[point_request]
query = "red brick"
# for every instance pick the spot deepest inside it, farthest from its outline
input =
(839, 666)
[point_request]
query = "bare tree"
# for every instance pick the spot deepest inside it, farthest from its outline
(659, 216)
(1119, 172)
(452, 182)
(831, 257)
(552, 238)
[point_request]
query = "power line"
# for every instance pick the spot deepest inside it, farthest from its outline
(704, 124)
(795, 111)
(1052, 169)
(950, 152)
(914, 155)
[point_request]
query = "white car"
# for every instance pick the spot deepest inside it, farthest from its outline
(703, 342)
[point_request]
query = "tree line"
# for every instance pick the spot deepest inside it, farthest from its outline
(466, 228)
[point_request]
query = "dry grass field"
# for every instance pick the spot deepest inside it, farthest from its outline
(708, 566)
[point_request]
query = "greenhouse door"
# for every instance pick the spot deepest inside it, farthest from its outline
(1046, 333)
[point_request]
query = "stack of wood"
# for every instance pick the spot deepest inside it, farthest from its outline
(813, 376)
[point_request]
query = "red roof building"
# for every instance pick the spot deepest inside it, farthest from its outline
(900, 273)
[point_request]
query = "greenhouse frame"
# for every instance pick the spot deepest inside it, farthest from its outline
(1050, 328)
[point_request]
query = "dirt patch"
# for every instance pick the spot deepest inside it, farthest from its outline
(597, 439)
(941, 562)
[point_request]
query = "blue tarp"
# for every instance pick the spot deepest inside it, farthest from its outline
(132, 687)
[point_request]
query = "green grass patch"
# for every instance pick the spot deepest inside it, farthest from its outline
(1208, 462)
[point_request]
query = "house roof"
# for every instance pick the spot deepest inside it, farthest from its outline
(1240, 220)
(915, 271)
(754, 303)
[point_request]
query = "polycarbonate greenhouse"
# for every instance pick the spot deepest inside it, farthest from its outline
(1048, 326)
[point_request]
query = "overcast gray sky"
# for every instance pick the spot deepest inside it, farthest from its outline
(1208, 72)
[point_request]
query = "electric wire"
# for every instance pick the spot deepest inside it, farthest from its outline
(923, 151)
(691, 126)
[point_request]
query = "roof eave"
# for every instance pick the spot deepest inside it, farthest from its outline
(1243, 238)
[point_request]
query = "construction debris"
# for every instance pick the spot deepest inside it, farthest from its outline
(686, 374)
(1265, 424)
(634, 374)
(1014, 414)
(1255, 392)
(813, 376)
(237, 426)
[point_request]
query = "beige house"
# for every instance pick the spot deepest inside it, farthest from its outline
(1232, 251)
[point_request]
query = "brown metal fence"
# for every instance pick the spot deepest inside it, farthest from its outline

• Exercise objective:
Please repeat all the records above exactly as they appear.

• Exercise solution:
[point_request]
query = "red brick"
# for every instance pick the spot deepest inside it, farthest from its outline
input =
(839, 666)
[point_request]
query = "bare tree"
# for every instance pick the spot deepest inside it, farthest from its outline
(659, 216)
(1119, 172)
(452, 182)
(831, 257)
(552, 238)
[point_request]
query = "power line"
# for every instance pick the spot deepest inside it, farthest from its outline
(704, 124)
(795, 111)
(1052, 169)
(950, 152)
(914, 155)
[point_request]
query = "white car"
# for every instance pick the spot deepest inside it, farthest from its outline
(703, 342)
[point_request]
query = "tree line"
# for every instance pick the spot deepest inside it, farthest from its outline
(466, 228)
[point_request]
query = "dry grass field"
# for every instance pick the spot deepest inside it, farthest from its outline
(708, 566)
[point_request]
query = "greenhouse door"
# for every instance pick the spot deepest inside it, farthest from its outline
(1046, 333)
[point_request]
query = "stack of wood"
# for every instance pick the spot deepest inside it, farthest from its outline
(813, 376)
[point_request]
query = "red roof building"
# for every instance pick the spot deepest inside it, farthest from its outline
(900, 273)
[point_request]
query = "greenhouse frame"
# for every instance pick the spot deepest inside it, farthest from its outline
(1050, 328)
[point_request]
query = "dirt patch"
# for every instance pick the spot deepest inside it, farthest from its outline
(597, 439)
(941, 562)
[point_request]
query = "blue tarp"
# for every instance pick the spot deepest inside it, farthest from its outline
(132, 687)
[point_request]
query = "green grass patch"
# for every instance pick the spot deepest inside it, farthest from its outline
(1208, 462)
[point_request]
query = "house roof"
# for every instance pick the spot deepest inside it, farthest from its outline
(1240, 220)
(915, 271)
(754, 303)
[point_request]
query = "polycarbonate greenhouse"
# for every instance pick the spot deepest inside it, farthest from its outline
(1048, 326)
[point_request]
query = "overcast gray sky"
# for every instance pick the spot deepest inside it, farthest from its outline
(1208, 72)
[point_request]
query = "electric wire"
# for every instance pick the spot deepest inside it, farthest from its outline
(923, 151)
(691, 126)
[point_request]
query = "roof eave"
# for every instance pick the spot deepest inside it, farthest from its outline
(1243, 238)
[point_request]
query = "construction debris"
# for every instance pick the spot deepest inside it, farthest from its outline
(686, 374)
(1265, 424)
(634, 374)
(1014, 414)
(1255, 392)
(813, 376)
(237, 426)
[point_request]
query = "beige house"
# for every instance pick the spot deepest inside it, farthest from its outline
(1232, 251)
[point_request]
query = "brown metal fence"
# for every instance pick the spot deepest inside it, farthest from its outline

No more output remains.